Dataset records START

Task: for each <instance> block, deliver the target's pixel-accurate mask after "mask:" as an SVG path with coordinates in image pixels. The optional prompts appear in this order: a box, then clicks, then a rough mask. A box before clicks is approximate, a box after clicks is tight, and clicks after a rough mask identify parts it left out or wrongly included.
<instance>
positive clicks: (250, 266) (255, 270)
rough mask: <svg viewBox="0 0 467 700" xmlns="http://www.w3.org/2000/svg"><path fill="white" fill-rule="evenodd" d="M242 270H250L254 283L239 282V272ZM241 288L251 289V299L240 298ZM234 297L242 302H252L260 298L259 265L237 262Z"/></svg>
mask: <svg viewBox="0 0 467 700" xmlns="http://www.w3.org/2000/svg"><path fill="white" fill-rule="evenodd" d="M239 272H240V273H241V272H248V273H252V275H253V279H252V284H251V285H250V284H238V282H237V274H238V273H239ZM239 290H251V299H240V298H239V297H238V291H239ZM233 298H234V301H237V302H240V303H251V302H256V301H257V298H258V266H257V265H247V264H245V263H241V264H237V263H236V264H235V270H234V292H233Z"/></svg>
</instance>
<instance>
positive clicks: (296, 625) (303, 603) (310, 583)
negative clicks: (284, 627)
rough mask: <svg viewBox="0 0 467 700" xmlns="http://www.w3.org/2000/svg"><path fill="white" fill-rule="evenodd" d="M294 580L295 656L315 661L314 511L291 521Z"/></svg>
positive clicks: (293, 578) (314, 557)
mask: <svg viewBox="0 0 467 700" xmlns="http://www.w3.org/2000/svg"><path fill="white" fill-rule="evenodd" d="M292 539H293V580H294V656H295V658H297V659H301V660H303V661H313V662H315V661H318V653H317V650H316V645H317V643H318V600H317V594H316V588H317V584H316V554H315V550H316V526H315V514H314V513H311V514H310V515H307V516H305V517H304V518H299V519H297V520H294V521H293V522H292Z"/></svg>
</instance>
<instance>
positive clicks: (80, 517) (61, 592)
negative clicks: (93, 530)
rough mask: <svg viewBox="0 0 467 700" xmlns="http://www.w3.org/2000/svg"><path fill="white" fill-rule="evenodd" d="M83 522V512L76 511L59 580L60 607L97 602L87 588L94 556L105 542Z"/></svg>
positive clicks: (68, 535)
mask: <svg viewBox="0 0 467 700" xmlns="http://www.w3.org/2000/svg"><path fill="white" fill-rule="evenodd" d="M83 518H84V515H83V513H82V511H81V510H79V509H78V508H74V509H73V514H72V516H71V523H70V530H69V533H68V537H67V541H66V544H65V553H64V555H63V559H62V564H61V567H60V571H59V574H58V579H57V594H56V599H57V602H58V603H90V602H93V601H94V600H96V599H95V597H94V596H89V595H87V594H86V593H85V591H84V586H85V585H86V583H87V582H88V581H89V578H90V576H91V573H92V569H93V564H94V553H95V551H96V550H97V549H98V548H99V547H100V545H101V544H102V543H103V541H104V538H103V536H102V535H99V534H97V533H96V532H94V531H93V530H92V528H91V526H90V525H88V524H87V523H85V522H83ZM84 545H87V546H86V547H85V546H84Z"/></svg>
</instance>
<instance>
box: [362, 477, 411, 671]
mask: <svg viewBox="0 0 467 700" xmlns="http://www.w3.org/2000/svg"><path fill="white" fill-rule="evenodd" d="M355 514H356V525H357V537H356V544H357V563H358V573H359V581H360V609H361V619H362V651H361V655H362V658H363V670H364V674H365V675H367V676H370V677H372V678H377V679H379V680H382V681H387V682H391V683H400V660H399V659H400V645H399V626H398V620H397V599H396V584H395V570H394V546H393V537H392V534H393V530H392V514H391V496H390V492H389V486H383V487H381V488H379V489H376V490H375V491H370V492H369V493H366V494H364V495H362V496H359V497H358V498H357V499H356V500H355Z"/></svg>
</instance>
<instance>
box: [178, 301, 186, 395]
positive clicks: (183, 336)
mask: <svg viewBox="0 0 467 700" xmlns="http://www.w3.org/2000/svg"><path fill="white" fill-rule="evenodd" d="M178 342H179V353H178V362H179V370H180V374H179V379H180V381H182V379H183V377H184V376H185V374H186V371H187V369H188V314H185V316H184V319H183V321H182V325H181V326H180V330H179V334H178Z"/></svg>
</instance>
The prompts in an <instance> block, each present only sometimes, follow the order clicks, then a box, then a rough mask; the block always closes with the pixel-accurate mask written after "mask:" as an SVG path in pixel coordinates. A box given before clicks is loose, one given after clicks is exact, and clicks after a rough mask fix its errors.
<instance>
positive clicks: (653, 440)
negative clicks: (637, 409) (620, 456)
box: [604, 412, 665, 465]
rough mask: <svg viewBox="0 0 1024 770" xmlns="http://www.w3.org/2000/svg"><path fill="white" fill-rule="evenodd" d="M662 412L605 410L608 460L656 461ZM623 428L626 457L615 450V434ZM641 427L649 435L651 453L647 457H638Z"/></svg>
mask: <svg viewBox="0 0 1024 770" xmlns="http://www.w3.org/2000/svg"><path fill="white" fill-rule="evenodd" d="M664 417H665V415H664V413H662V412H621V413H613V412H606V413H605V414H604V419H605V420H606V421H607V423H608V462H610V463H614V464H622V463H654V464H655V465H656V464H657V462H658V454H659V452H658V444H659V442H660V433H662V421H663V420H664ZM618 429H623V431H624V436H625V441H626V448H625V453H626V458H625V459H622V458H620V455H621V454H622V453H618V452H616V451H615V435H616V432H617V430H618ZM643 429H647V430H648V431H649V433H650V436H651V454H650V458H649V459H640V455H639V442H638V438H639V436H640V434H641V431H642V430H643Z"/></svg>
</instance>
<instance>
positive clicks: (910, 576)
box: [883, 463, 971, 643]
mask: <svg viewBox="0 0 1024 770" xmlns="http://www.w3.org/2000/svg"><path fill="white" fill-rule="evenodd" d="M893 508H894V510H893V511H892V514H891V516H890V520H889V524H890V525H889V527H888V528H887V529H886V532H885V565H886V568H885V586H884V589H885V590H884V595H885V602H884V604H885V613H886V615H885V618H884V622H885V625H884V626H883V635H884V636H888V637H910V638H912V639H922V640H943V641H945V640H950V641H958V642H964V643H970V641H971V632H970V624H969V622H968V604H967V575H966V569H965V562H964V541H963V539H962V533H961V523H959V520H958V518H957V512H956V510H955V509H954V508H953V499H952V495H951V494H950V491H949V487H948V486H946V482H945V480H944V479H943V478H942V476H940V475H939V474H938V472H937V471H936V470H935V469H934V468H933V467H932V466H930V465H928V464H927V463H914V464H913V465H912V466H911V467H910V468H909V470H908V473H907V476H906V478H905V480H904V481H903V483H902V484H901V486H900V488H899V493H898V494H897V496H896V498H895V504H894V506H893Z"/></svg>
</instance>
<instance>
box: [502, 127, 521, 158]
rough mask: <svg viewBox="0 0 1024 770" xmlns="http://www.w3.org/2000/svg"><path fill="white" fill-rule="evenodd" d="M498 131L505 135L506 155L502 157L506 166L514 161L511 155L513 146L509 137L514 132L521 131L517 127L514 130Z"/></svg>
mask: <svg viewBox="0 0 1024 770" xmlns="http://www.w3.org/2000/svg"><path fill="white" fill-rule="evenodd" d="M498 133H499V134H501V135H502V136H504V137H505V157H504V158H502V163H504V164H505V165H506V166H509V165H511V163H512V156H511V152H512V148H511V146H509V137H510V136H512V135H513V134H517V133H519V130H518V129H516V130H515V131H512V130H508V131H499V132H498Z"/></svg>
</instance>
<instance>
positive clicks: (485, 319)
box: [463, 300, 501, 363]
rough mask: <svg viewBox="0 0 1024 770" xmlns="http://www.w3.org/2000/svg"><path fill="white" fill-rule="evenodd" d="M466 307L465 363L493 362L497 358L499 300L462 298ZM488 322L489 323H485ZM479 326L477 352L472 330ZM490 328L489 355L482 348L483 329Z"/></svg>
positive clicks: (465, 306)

Dataset records END

- [Activity]: Each line holding "with" should be copied from the material above.

- [Expected answer]:
Task: for each <instance> block, deliver the target's pixel-accurate mask after "mask:" as an SVG path with coordinates in image pixels. The optional prompts appear in this order: a box, then clicks, then a rough mask. A box before clicks is approximate, a box after clicks is tight, and clicks after a rough mask identify parts it left out or wrongly included.
The prompts in an <instance> block, each present only sometimes, follow the order clicks, then a box, then a rough mask; the block always closes with the pixel-accurate mask written after "mask:" as an SVG path in pixel coordinates. A box given before clicks is loose, one given after clicks is exact, and clicks after a rough mask fix its errors.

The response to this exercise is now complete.